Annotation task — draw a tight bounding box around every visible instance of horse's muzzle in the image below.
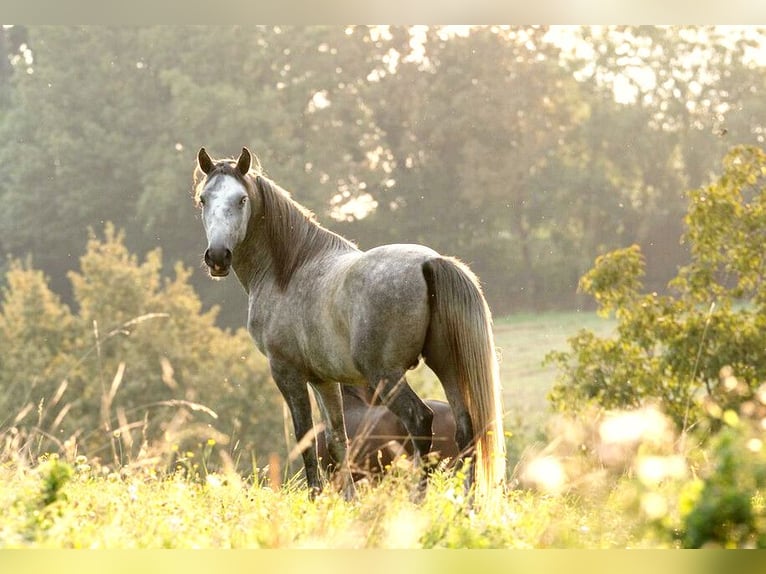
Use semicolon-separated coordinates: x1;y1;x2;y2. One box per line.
205;247;232;277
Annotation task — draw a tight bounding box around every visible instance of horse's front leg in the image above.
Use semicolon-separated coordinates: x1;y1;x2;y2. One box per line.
270;359;322;500
312;383;356;500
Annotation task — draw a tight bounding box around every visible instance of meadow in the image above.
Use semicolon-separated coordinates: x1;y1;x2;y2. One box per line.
0;313;700;548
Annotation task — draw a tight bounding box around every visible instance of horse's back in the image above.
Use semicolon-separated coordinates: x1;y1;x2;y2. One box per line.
344;244;439;371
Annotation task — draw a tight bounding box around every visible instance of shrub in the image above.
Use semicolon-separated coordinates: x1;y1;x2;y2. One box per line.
0;225;283;476
548;147;766;428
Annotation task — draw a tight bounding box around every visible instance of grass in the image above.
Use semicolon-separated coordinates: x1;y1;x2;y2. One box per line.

★ ★ ★ ★ ★ ★ ★

WORK TO DO: Convert all of the material above into a Markdown table with the columns Row and Entry, giving each line its own numbered row. Skip blank lines and leave out the pictures.

PROBLEM SOLUTION:
| Row | Entry |
|---|---|
| 1 | Annotation task — draw a tight bounding box around every visible instance of horse's muzzle in the image below. |
| 2 | Use semicolon-separated coordinates: x1;y1;x2;y2. One box per line. |
| 3 | 205;247;232;277 |
| 4 | Annotation task — draw a tight bounding box around every visible instance of horse's front leg in the image above. |
| 5 | Use semicolon-separated coordinates: x1;y1;x2;y2. One box per line. |
| 6 | 270;359;322;500 |
| 7 | 312;383;356;500 |
| 8 | Annotation task — draw a tight bounding box around every visible instance of meadow in the image above. |
| 9 | Use semicolon-separated coordinates: x1;y1;x2;y2. One box per line. |
| 10 | 0;313;700;548 |
| 11 | Annotation task — draw a tight bounding box around every visible instance of horse's back in the image above. |
| 12 | Use semicolon-separated coordinates: x1;y1;x2;y2. One box per line. |
| 13 | 344;244;439;371 |
| 14 | Annotation task — draw a tight bounding box around every visible instance of shrub in the image above. |
| 15 | Use semicolon-separated coordinates: x1;y1;x2;y2. One box per line. |
| 16 | 0;225;283;476 |
| 17 | 548;147;766;428 |
| 18 | Annotation task — draw a tight bounding box around every visible instance of grass in the image above. |
| 19 | Use semicolon-separated coordinates: x1;y1;x2;y2. One box per line. |